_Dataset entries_
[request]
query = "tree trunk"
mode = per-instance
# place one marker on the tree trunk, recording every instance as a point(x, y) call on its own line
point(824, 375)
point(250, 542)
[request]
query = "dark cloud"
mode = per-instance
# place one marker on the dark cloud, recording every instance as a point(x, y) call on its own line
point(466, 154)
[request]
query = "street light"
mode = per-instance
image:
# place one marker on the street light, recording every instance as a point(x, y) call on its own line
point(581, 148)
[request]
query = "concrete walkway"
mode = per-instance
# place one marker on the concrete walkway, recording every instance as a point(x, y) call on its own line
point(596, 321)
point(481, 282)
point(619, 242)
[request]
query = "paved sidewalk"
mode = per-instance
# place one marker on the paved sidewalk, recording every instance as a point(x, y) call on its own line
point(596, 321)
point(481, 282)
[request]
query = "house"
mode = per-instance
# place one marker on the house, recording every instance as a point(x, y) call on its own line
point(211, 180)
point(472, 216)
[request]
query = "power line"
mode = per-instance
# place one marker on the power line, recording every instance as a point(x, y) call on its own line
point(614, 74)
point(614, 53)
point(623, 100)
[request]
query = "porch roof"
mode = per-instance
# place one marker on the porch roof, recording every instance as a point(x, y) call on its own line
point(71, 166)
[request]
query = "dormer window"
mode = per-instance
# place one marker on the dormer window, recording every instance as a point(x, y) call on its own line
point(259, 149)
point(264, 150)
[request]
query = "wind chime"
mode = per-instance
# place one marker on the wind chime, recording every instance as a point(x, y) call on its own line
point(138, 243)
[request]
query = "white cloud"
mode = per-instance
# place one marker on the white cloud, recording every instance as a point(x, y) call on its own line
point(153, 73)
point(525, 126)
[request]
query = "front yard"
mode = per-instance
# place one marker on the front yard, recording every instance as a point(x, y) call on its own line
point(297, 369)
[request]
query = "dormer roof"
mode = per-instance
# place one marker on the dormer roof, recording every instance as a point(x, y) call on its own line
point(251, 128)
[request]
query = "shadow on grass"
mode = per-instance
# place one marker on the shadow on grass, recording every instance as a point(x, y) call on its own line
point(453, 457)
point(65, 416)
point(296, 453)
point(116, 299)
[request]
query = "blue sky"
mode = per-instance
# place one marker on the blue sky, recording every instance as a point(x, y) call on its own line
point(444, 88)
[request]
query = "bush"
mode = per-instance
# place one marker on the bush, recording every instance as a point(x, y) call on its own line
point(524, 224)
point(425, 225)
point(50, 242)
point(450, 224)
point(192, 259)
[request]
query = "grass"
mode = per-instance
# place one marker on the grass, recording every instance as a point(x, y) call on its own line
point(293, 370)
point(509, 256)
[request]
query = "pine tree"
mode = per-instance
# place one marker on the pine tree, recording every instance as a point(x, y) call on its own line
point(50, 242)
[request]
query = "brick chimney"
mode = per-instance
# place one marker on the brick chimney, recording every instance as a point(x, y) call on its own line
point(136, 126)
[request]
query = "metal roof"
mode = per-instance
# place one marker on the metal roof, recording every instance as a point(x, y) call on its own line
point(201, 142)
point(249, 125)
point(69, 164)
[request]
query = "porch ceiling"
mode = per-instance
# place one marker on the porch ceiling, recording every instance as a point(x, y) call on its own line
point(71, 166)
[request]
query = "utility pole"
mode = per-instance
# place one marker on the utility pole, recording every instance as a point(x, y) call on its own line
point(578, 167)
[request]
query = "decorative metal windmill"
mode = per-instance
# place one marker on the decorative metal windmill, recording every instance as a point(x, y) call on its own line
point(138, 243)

_Problem_
Word for word, extract all the records.

_Task answer_
[request]
query = "tree trunk"
mode = per-instance
# place one marker on the tree trunk, recording every instance as a point(x, y) call on its own line
point(824, 375)
point(250, 542)
[request]
query = "dark cloud"
mode = per-instance
# place one marker on the dark cloud, recording every instance as a point(x, y) call on its own line
point(466, 154)
[request]
query = "street light"
mode = per-instance
image:
# place one marker on the street light, recording every instance as a point(x, y) call on its own line
point(581, 148)
[request]
query = "concrete walkway"
mode = per-instance
# place one marker on the concrete walkway, recording every instance as a point(x, y) call on its own line
point(596, 321)
point(481, 282)
point(619, 242)
[request]
query = "paved sidewalk"
mode = per-instance
# place one marker on the paved sidewalk, recording every instance as a point(x, y) call on its own line
point(596, 321)
point(481, 282)
[request]
query = "house"
mode = per-instance
# place one marker on the house, recording every instance as a point(x, y) call on its own line
point(211, 180)
point(472, 216)
[request]
query = "power line"
mode = per-instance
# place one marker on the power line, recording every instance as a point(x, y) call on its own line
point(614, 74)
point(614, 53)
point(623, 100)
[request]
query = "porch roof"
mode = per-instance
# place one marker on the porch roof, recording every instance as a point(x, y) call on its own line
point(71, 166)
[request]
query = "dormer window"
mode = per-instance
# place one marker on the dormer window, recording every instance as a point(x, y) call on its own line
point(259, 149)
point(264, 150)
[request]
query = "wind chime"
mode = per-instance
# place one marker on the wind chime, recording every instance as a point(x, y) call on its own line
point(138, 243)
[request]
query = "white cloud"
mode = per-instance
# place one marker on the white cloud, recording every instance as a point(x, y) call on its own line
point(153, 73)
point(525, 126)
[request]
query = "front yard"
mode = per-instance
# place one marker on the front yard, recording every instance as a point(x, y) call on its own line
point(297, 369)
[request]
query = "dormer roof"
mode = per-instance
# place one marker on the dormer roof, recording every instance as a point(x, y) call on its own line
point(251, 128)
[request]
query = "shadow on grass"
mode = per-instance
# place one marker on the shadow on grass, recording every instance as a point(x, y) call on its own line
point(453, 457)
point(65, 416)
point(296, 453)
point(116, 299)
[request]
query = "blue sky"
mode = per-instance
# place one marker on the blue sky, recording every instance as a point(x, y) call on its own line
point(444, 88)
[request]
query = "bush"
mode = per-instance
# place one marker on the bush, recording every instance as a point(x, y) call on its own line
point(524, 224)
point(425, 225)
point(50, 242)
point(450, 224)
point(192, 259)
[request]
query = "grass"
mode = per-instance
# place one marker on the grass, recording every instance as a point(x, y) call on its own line
point(293, 370)
point(509, 256)
[request]
query = "pine tree"
mode = per-instance
# place one marker on the pine tree, recording every instance as a point(x, y) call on its own line
point(50, 242)
[request]
query = "brick chimney"
mode = per-instance
# place one marker on the brick chimney, recording every instance as a point(x, y) call on its own line
point(136, 126)
[request]
query = "metal roof"
mode = per-instance
# place one marker on the metal roof, recording every instance as a point(x, y) call on its own line
point(201, 142)
point(249, 125)
point(69, 164)
[request]
query = "porch ceiling"
mode = per-instance
# place one marker on the porch ceiling, recording every instance as a point(x, y) call on its own line
point(71, 166)
[request]
query = "utility pole"
mode = per-instance
# place one marker on the utility pole, recording every instance as a point(x, y) call on its own line
point(578, 167)
[request]
query = "decorative metal windmill"
mode = per-instance
# place one marker on the decorative metal windmill, recording every instance as a point(x, y) call on its own line
point(138, 243)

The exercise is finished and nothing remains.